**Activity:**
All that is needed is the number of lines in the records that contain the word "below", stated without anything else.

**Material for this exercise:**
◆ ◆ ◆ ◆ ◆

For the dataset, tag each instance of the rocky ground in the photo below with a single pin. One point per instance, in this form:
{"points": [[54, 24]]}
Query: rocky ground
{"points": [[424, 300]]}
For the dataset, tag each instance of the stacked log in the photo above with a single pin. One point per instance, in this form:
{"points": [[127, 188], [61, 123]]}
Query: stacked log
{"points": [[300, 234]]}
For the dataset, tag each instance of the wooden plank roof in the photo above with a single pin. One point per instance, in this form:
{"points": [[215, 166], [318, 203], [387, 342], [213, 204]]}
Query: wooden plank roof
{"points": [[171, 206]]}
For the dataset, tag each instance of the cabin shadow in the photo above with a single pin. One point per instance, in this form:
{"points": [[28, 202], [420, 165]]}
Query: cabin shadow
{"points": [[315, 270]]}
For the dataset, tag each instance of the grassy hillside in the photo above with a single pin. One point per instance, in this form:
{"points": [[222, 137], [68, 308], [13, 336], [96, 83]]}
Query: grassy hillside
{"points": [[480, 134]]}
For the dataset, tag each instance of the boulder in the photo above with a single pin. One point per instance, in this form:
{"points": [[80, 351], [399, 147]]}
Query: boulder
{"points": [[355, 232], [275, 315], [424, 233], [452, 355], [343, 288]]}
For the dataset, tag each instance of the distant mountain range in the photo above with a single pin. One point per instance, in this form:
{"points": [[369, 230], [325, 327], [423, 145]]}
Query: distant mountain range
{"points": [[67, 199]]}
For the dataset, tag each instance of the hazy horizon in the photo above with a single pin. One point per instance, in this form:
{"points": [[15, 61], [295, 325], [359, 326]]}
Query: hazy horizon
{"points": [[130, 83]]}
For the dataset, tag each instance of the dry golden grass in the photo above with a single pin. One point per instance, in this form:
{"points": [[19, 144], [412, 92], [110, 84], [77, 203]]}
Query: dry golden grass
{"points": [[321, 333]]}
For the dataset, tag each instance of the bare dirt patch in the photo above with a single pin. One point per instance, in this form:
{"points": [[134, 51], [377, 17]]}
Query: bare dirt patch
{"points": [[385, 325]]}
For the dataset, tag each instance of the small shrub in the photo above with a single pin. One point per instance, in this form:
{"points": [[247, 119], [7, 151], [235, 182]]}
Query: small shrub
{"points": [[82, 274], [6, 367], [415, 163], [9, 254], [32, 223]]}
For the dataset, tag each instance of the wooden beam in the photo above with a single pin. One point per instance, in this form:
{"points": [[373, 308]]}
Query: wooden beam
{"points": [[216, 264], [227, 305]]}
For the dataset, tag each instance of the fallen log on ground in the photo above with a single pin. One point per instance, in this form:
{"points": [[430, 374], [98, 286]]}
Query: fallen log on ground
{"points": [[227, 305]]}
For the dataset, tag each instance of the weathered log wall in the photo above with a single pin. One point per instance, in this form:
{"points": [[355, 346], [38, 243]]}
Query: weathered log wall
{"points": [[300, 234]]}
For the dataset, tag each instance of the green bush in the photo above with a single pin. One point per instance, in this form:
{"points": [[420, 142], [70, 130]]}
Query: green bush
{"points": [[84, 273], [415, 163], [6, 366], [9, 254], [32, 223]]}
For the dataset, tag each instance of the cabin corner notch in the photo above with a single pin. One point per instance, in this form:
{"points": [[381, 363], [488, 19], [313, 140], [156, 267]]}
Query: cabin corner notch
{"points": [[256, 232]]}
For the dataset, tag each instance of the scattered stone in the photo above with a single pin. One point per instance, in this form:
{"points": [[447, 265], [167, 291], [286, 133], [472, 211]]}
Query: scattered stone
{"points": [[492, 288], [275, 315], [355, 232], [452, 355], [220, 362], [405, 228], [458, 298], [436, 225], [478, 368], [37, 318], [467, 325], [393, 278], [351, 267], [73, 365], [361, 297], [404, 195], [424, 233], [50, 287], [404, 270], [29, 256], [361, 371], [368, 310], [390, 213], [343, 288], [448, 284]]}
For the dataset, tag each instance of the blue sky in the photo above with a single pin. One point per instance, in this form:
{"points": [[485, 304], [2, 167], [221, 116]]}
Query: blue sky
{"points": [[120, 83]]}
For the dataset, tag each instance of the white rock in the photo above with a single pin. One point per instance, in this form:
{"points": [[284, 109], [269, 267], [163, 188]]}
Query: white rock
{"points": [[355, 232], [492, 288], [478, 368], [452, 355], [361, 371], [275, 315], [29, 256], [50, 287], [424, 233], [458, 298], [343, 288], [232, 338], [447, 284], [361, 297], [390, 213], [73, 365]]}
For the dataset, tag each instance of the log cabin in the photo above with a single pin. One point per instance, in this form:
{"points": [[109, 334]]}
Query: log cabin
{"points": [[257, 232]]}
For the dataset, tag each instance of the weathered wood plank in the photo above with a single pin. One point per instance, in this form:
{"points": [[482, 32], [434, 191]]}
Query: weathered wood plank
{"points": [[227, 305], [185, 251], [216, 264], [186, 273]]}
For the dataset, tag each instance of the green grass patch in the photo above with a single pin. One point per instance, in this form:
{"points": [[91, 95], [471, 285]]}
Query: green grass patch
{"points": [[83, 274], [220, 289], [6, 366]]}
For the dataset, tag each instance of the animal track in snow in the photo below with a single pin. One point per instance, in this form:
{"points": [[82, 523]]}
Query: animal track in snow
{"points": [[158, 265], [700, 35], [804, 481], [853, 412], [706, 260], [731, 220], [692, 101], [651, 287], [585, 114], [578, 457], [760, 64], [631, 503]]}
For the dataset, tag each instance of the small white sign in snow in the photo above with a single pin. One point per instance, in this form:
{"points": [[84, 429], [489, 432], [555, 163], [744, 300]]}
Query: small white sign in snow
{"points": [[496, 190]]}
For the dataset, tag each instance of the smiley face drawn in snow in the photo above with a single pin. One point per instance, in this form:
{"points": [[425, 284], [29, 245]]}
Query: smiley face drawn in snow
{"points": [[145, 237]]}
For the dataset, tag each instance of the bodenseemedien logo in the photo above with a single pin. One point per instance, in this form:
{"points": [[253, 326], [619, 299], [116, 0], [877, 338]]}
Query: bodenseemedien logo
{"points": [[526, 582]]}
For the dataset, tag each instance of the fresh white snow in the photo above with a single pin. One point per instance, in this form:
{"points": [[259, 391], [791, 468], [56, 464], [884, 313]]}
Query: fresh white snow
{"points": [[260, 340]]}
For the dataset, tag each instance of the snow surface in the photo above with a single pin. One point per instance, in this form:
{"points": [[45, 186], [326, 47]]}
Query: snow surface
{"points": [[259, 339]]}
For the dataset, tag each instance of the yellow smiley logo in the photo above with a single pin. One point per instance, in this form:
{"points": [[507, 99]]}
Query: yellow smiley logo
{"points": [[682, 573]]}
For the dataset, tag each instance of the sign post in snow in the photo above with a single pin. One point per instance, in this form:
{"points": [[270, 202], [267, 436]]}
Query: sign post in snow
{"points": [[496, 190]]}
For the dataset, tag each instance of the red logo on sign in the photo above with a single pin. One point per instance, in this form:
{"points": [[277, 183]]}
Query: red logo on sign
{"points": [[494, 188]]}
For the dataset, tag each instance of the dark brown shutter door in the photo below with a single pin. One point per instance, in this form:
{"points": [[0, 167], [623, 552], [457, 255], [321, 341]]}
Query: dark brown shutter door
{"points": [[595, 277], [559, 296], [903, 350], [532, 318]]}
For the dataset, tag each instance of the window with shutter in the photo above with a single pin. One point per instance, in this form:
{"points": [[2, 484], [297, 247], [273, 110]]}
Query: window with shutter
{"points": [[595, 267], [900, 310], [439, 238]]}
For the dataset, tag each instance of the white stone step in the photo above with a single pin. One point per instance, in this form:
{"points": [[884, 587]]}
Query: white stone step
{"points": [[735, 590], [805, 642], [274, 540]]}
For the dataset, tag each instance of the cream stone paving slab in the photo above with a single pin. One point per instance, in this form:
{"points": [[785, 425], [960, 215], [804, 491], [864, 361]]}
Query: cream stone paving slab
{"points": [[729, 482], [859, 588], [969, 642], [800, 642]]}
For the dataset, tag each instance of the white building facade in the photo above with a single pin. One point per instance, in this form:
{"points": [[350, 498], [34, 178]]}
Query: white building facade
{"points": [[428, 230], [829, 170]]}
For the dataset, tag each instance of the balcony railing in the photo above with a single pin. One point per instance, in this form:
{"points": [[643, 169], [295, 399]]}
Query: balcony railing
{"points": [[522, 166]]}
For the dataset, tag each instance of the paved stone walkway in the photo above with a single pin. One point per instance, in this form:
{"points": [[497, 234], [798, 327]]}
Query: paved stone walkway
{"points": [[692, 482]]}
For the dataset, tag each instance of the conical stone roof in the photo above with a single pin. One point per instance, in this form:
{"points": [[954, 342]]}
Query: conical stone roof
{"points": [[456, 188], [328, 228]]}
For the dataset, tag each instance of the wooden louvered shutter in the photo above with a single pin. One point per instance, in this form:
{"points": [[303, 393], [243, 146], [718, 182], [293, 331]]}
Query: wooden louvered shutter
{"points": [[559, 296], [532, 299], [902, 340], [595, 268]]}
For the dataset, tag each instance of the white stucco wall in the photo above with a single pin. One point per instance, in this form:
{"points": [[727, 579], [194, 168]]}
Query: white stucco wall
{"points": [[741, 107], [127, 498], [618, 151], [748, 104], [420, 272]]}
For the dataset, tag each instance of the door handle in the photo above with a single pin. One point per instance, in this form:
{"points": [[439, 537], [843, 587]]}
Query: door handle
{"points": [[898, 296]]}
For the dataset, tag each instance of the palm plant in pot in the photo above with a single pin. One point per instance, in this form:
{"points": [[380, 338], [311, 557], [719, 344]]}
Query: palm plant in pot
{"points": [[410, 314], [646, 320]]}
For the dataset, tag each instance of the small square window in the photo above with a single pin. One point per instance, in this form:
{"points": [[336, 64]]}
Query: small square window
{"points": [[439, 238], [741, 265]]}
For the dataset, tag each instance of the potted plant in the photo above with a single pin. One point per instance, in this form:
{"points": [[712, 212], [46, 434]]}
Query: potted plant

◆ ◆ ◆ ◆ ◆

**Your response:**
3